# WHAT TO WORK ON
Pick out and copy each line of the material below that contains the string "electrical". Matching is case-sensitive.

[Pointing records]
+---+

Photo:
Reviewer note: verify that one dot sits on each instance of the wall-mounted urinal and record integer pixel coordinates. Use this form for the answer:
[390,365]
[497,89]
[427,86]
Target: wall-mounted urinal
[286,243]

+---+

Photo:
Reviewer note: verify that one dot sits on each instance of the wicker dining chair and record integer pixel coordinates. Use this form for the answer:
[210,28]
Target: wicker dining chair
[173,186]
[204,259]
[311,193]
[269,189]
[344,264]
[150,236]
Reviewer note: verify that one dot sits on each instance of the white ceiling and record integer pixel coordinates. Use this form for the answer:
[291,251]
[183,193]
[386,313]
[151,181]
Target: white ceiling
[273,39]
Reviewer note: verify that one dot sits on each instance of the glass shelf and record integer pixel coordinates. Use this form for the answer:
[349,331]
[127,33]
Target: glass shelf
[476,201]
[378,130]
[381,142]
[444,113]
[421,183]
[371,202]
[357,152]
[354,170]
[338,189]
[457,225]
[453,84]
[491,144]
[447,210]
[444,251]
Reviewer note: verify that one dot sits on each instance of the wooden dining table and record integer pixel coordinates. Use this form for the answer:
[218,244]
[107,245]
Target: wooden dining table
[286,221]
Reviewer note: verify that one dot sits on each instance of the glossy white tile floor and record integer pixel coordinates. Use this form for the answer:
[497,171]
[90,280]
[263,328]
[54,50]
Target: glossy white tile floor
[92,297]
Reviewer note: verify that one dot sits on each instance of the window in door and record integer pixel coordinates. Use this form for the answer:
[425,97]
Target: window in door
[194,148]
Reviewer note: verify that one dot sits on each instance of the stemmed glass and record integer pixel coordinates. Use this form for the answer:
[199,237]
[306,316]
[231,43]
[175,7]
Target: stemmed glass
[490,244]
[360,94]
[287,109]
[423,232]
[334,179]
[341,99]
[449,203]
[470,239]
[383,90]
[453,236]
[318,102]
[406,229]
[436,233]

+---+

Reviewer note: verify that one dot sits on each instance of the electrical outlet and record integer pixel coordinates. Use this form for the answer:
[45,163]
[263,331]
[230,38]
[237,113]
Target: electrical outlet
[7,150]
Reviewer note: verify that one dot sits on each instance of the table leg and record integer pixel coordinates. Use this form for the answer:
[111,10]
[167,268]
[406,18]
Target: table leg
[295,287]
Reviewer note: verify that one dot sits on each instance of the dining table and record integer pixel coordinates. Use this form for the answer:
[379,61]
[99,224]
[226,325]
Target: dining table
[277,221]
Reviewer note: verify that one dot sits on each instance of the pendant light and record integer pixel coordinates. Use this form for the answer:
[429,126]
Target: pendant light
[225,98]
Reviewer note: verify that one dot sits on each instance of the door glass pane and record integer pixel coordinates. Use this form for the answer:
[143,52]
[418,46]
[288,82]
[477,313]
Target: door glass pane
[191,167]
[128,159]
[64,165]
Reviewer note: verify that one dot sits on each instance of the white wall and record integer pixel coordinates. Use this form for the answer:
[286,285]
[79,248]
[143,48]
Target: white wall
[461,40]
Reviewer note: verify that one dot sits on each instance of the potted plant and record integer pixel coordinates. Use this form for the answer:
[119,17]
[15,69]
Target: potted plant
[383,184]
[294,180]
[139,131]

+---+

# EXPECTED ANSWER
Reviewer note: verify that one dot sits on each instance of the electrical outlet and record integer pixel coordinates. Use this form for the answer:
Target: electrical outlet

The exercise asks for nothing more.